> _Aim_
Lines before the one containing "[locate] chimney smoke (one point each)" are excluded. Repeat that line and every line after it, exactly.

(Entries from a point annotation set)
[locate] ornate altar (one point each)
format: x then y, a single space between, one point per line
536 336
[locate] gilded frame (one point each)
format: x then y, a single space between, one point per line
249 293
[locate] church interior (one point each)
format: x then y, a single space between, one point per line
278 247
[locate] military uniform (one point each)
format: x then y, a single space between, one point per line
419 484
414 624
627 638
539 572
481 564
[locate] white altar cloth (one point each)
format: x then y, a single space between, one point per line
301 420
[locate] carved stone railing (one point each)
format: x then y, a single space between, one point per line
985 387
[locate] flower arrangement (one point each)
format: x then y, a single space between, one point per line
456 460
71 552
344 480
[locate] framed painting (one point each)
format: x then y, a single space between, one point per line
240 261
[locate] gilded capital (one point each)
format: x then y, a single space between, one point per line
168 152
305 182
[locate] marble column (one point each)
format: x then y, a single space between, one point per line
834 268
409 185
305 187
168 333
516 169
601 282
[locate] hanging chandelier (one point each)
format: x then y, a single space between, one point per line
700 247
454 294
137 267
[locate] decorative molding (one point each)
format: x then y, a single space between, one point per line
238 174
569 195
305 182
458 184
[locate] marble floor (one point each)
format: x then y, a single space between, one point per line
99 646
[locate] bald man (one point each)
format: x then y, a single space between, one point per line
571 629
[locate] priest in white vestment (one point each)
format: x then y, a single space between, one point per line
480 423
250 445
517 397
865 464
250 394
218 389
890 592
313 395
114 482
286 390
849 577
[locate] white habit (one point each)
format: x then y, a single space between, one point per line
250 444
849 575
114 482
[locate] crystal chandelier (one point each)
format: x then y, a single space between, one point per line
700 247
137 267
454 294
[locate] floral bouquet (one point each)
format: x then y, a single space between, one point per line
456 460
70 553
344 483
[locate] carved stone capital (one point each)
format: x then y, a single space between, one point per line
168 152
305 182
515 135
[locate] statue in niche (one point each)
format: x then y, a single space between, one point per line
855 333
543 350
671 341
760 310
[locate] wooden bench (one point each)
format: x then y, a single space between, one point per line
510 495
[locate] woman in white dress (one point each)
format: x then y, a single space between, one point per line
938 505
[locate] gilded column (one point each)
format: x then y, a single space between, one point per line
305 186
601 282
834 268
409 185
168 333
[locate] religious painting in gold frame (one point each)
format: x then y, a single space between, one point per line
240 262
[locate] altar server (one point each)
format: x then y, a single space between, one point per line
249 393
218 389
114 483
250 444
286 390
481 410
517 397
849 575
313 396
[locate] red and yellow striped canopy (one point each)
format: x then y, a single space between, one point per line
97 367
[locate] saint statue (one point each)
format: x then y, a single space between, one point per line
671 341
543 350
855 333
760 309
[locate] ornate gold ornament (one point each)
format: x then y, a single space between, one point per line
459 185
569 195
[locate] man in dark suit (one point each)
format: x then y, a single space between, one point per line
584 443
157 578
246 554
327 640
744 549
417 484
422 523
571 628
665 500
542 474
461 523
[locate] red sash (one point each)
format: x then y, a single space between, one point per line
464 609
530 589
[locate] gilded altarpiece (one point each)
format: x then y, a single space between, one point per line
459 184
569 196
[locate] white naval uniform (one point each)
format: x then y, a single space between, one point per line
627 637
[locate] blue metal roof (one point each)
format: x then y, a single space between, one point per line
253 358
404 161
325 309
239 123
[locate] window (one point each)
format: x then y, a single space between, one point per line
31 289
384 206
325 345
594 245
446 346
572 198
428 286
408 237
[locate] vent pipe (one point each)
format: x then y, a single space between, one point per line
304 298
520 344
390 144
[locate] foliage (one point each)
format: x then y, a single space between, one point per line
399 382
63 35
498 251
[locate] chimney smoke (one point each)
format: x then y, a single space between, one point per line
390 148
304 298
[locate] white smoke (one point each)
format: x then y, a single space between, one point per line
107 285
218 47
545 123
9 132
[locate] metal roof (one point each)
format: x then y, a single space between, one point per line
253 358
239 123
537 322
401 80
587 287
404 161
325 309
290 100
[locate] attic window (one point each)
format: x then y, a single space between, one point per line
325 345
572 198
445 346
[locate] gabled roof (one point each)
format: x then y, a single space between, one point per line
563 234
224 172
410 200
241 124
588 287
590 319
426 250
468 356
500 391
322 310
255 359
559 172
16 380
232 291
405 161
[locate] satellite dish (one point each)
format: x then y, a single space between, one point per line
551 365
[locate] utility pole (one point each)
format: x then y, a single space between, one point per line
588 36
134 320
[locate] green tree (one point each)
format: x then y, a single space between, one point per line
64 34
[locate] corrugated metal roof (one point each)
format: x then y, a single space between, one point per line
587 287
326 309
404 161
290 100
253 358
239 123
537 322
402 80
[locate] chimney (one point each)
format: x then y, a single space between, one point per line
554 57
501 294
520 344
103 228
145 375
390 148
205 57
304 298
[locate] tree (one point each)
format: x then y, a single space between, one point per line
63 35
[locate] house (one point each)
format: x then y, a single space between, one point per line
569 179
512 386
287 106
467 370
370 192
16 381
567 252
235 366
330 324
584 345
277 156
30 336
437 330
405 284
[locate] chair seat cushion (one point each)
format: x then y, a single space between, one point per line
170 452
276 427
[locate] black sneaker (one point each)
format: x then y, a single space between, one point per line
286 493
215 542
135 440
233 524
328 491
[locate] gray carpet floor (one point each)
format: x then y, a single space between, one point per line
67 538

> _Response for this exercise_
[locate] chimney smoke (one point each)
format: x then y, a single space between, one point per line
390 148
304 298
[locate] white smoke (one point each)
format: x then y, a single space between, one point per line
107 285
218 47
545 123
9 132
[locate] metal roof (one point each)
format: x then y, a single space between, one point per line
253 358
239 123
537 322
401 80
587 287
404 161
325 309
290 100
[locate] attic window (one point each)
format: x then y, a single space between, one point per line
325 345
572 198
445 346
[locate] gabled roof (one point each)
format: x then y, a single space between, one point per line
563 234
224 172
410 200
241 124
588 287
590 319
426 250
468 356
500 391
322 310
255 359
559 172
16 380
232 291
405 161
[locate] satellite dish (one point each)
format: x then y, a single space between, one point per line
551 365
[locate] utility pole (one point each)
format: x then y, a single space between, one point per line
588 36
134 320
[locate] green tree (one point each)
format: x then y, a single space between, one point per line
64 34
[locate] corrugated metal roof (one point each)
format: x then y, a single space between, one point per line
587 287
326 309
404 161
290 100
253 358
239 123
537 322
402 80
[locate] chimney (one point each)
format: x then y, a single space between, one point per line
554 57
501 294
520 344
103 228
145 375
390 148
205 57
304 298
[locate] tree (one point each)
format: x then y, a single space between, one point per line
63 35
[locate] house (one point each)
format: x then y, a single space between, one point per line
569 179
512 386
287 106
467 370
370 192
16 381
567 252
235 366
330 324
584 345
277 156
30 336
437 330
405 284
[locate] chair seat cushion (one point each)
format: x then y, a single space between, one point per line
170 452
276 427
[locate] black sneaker (one point each)
format: x then y, a single space between, one point per line
286 493
215 542
135 440
233 524
328 491
[locate] gray carpet floor (one point each)
format: x then y, a single space between, one point per line
67 538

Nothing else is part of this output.